Testo estratto:
Venite sintesi di cadaveri, venite. Senza bambini
o neonati, venite. Qui ci vendono oltre l’amore
e oltre l’amore le carni e morire.
Enzo Campi
Ligature e animalìe. Per un film sulla crudeltà.
(Uno sguardo su Legati i maiali di Teodora Mastrototaro, Marco Saya Edizioni, 2020)
Un’opera divisa in due parti: da un lato il punto di vista del macellato e dall’altro lato il punto di vista del macellatore. Se questi due punti di vista fossero due obiettivi avremmo due diverse inquadrature di una stessa scena, quella oggettiva di chi produce l’attacco e quella in soggettiva di chi subisce l’attacco. La prima risulterà chiara e nitida, iperdefinita, e non lascerà adito a dubbi sull’intenzionalità dell’atto. La seconda potrebbe risultare velata, di bassa definizione, addirittura sfocata, come a voler rappresentare l’ansia e la paura di chi si sta consegnando alla morte. Questi due obiettivi, oppositivi e contraddittori, rappresentano la metafora della vita che la stessa autrice definisce: “lasciata a seccare sull’osso”. C’è una ragione specifica per la quale ho inteso instaurare questo parallelismo. Alcune delle poesie presenti nella raccolta, in quanto scene compiute in sé, potrebbero essere considerate come sequenze di una sceneggiatura. Si vedano almeno le poesie alle pagine 51, 58, 60, 67, 69, quella a p.39 che sembra quasi una sequenza di un film surrealista degli anni ’20: “Lo storditore punta la pistola/ all’altezza della macchia a forma di stella/ sulla fronte del cavallo in fila./ L’occhio che schizza dalla cavità orbitale/ lascia una scia luminosa di plasma/ visibile per pochi secondi./ La stella è diventata una cometa./ Lo storditore esprime un desiderio/ ammirando quel corpo celeste morente/ che attraversa un pezzo di cielo.”, e quella a p.52 che qui riporto:
Gli occhi dei deportati sono l’unica zona
visibile attraverso le lastre del carro bestiame.
Il cielo si fa strada dove trema il sole
tra quei volti tanto densi da sprofondare
l’ultimo spazio.
Sul retro Trasporto Animali Vivi,
i fanali anteriori tendono al cancello di entrata,
i maiali stipati spingono il muso che penetra il culo
di un compagno, il culo appesta l’aria per la paura.

Compiti scritti:
(A) Secondo il testo su «Legati i maiali», in quante parti è divisa l'opera e quali punti di vista presenta?
(B) Trascriva in forma di elenco numerato le righe dei record, partendo da quella che contiene "object=yellow hooded coverall" e proseguendo fino a quella che contiene "[413,226,468,317]", entrambe incluse, tralasciando le righe vuote.

Record dell'esercizio:
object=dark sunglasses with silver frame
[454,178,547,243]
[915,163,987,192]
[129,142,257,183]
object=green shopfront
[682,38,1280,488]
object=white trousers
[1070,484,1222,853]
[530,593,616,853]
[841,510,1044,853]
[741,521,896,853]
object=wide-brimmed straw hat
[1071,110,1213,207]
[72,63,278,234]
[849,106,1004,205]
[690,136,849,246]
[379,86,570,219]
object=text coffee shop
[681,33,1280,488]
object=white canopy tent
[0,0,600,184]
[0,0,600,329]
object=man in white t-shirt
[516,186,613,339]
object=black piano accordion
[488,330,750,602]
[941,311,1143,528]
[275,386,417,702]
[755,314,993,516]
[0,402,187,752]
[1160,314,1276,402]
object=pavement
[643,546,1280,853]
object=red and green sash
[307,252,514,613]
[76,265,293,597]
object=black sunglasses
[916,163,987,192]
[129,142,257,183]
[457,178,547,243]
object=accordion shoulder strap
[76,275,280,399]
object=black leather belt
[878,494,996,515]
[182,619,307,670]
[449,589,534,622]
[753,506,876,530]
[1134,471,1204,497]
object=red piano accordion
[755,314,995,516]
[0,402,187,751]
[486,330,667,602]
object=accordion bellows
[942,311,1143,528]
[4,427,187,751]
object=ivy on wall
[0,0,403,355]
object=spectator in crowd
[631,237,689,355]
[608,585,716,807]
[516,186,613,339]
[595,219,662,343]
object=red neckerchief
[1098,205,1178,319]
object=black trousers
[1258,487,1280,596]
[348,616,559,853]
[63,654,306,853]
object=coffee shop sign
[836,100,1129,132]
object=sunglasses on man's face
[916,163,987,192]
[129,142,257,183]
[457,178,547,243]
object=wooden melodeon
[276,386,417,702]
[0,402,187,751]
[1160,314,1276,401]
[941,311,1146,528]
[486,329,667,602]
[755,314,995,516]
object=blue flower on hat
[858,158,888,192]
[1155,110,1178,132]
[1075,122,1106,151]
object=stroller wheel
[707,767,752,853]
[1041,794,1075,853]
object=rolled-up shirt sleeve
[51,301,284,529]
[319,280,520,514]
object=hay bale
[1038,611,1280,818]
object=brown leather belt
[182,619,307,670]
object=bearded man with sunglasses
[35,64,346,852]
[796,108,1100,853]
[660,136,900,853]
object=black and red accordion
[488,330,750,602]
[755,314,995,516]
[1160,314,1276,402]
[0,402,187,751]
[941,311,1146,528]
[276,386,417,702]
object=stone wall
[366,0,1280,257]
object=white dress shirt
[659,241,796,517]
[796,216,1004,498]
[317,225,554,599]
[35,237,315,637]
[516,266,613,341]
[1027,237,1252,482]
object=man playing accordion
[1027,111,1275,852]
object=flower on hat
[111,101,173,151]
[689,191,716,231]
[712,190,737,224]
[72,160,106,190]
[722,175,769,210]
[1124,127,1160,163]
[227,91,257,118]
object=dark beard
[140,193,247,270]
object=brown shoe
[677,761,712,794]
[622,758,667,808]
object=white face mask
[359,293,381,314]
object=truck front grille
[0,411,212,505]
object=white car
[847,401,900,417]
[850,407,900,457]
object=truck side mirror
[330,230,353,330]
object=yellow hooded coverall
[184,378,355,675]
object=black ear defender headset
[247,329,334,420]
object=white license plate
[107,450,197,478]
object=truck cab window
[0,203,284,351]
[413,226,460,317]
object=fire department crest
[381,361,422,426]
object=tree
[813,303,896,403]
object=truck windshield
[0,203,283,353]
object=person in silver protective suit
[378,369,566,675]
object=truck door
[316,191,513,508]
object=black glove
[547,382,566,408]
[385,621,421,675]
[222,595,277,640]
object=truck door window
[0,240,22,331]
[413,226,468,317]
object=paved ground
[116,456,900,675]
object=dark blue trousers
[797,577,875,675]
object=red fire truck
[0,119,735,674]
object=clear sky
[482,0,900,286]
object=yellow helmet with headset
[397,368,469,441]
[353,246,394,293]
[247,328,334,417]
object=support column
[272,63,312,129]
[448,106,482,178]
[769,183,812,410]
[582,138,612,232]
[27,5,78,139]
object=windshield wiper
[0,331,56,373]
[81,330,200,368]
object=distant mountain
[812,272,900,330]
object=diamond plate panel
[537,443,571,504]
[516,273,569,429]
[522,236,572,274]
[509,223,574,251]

Soluzioni per compito:
(A) È divisa in due parti: il punto di vista del macellato e quello del macellatore.

(B)
1. object=yellow hooded coverall
2. [184,378,355,675]
3. object=black ear defender headset
4. [247,329,334,420]
5. object=white license plate
6. [107,450,197,478]
7. object=truck cab window
8. [0,203,284,351]
9. [413,226,460,317]
10. object=fire department crest
11. [381,361,422,426]
12. object=tree
13. [813,303,896,403]
14. object=truck windshield
15. [0,203,283,353]
16. object=person in silver protective suit
17. [378,369,566,675]
18. object=truck door
19. [316,191,513,508]
20. object=black glove
21. [547,382,566,408]
22. [385,621,421,675]
23. [222,595,277,640]
24. object=truck door window
25. [0,240,22,331]
26. [413,226,468,317]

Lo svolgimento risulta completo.